Which lines in the listing below contain the string "rock", with case counting? Copy out each of those lines.

— BEGIN PROVIDED DATA —

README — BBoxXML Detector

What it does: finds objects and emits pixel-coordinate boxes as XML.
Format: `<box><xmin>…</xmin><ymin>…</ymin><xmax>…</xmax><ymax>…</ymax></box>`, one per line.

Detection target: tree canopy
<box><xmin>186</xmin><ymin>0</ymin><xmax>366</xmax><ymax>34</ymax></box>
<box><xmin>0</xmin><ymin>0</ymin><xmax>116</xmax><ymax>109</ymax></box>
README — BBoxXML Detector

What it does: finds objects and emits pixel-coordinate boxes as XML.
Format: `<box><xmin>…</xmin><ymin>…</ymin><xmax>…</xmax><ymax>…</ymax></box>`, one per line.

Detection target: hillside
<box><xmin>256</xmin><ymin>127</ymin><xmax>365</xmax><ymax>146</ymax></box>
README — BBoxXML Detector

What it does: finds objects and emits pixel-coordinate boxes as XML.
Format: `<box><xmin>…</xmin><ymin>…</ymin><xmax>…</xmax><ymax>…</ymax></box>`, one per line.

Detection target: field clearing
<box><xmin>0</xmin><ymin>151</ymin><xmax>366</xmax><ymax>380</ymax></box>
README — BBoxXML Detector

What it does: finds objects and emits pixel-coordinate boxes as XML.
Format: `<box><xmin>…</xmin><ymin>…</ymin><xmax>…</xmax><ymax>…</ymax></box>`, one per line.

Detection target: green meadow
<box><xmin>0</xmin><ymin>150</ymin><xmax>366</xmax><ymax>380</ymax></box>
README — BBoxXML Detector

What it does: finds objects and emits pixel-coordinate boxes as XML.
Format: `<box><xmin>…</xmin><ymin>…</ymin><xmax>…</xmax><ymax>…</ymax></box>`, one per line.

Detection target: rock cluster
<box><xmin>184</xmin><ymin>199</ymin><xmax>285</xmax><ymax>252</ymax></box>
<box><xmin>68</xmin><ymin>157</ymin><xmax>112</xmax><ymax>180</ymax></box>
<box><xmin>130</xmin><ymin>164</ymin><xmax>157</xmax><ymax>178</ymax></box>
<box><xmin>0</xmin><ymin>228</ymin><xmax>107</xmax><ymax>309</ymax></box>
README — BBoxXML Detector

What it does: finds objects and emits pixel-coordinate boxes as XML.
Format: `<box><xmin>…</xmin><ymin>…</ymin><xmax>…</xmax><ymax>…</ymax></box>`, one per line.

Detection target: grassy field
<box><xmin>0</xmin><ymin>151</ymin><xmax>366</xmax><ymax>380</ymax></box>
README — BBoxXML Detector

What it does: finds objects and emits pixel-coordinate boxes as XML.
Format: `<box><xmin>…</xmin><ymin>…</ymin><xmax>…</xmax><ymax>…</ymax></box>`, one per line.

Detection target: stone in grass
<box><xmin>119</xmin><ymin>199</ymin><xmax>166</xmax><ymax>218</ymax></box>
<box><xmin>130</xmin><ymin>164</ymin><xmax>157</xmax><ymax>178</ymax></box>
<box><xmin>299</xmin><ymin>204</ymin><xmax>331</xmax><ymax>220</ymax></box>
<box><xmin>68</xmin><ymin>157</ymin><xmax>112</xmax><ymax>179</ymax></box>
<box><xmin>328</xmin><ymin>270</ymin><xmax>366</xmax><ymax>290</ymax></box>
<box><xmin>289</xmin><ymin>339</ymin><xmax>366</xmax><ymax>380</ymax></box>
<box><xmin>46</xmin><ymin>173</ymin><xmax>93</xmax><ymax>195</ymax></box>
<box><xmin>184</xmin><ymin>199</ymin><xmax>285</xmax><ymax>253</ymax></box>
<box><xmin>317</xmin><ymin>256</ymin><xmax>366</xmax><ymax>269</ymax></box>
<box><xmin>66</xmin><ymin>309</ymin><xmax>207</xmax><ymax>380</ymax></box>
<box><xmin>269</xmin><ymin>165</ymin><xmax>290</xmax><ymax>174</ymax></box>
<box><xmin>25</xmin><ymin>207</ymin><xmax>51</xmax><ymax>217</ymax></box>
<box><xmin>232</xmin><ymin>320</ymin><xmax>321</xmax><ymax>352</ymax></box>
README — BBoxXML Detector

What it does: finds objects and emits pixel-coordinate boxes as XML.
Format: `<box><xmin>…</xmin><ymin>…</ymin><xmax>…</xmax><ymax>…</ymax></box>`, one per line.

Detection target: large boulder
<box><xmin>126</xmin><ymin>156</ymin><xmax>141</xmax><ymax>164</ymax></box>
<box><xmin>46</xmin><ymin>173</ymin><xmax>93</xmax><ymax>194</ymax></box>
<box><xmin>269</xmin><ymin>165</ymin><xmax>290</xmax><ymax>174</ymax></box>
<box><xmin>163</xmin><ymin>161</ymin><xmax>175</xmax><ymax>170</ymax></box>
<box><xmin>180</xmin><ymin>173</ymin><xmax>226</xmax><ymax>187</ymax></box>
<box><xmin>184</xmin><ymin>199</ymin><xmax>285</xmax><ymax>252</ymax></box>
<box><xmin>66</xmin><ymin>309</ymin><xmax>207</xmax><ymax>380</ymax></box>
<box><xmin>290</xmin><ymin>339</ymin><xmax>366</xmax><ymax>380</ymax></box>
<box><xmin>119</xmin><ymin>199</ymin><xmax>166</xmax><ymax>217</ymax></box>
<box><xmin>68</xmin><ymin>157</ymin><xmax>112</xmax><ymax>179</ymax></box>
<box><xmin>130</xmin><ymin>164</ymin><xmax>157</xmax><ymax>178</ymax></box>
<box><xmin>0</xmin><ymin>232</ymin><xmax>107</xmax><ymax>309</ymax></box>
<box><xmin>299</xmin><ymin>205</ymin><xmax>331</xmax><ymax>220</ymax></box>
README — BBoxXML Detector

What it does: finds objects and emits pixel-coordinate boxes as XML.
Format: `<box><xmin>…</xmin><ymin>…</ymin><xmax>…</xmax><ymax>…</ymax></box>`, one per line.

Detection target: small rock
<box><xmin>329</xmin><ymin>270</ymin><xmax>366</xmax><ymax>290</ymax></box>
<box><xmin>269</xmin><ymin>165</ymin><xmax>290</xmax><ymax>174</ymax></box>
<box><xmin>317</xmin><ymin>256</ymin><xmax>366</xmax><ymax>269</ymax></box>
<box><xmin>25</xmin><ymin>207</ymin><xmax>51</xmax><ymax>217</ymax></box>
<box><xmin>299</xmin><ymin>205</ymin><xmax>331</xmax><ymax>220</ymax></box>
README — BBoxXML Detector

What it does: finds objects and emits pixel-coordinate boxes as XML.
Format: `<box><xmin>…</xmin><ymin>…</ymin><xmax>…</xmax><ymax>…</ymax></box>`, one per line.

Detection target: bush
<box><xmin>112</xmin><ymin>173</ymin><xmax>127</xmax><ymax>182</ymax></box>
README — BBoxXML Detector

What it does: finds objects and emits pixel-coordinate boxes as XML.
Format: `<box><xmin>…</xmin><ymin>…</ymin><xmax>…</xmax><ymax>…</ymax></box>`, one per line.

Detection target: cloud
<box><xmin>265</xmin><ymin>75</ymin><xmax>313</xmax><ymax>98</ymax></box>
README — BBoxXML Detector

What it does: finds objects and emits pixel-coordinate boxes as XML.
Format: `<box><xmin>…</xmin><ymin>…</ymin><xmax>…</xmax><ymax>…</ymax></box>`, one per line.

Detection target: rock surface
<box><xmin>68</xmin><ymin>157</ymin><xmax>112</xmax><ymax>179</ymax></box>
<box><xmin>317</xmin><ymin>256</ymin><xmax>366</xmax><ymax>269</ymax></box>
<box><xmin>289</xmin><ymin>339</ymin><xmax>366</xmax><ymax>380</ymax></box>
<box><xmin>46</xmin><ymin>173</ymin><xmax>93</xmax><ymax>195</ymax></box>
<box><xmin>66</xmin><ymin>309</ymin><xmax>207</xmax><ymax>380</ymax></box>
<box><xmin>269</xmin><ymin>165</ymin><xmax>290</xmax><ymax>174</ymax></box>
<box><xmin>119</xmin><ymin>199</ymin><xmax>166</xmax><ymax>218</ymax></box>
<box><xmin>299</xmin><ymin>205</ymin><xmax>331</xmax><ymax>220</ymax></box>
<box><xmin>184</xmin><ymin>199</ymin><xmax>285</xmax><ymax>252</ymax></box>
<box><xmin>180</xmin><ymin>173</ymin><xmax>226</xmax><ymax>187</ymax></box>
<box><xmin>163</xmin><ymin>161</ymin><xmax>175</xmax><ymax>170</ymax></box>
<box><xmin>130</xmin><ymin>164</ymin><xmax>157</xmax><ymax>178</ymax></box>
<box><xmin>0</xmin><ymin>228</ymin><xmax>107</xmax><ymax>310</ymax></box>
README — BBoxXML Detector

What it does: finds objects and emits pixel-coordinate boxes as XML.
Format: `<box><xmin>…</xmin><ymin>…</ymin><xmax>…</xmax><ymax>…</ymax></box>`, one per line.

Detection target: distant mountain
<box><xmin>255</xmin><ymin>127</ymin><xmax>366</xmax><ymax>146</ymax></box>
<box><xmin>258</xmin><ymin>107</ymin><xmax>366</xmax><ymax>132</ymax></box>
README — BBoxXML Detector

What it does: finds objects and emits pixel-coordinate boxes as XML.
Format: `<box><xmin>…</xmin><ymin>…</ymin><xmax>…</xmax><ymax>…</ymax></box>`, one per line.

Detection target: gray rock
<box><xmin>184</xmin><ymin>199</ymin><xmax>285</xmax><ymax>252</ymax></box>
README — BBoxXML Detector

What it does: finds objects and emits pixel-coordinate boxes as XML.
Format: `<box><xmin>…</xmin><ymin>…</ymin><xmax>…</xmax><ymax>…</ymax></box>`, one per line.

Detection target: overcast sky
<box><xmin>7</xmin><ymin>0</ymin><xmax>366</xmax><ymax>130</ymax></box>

— END PROVIDED DATA —

_EXERCISE OUTPUT:_
Detection target: rock cluster
Detection target: small rock
Detection target: rock surface
Detection target: gray rock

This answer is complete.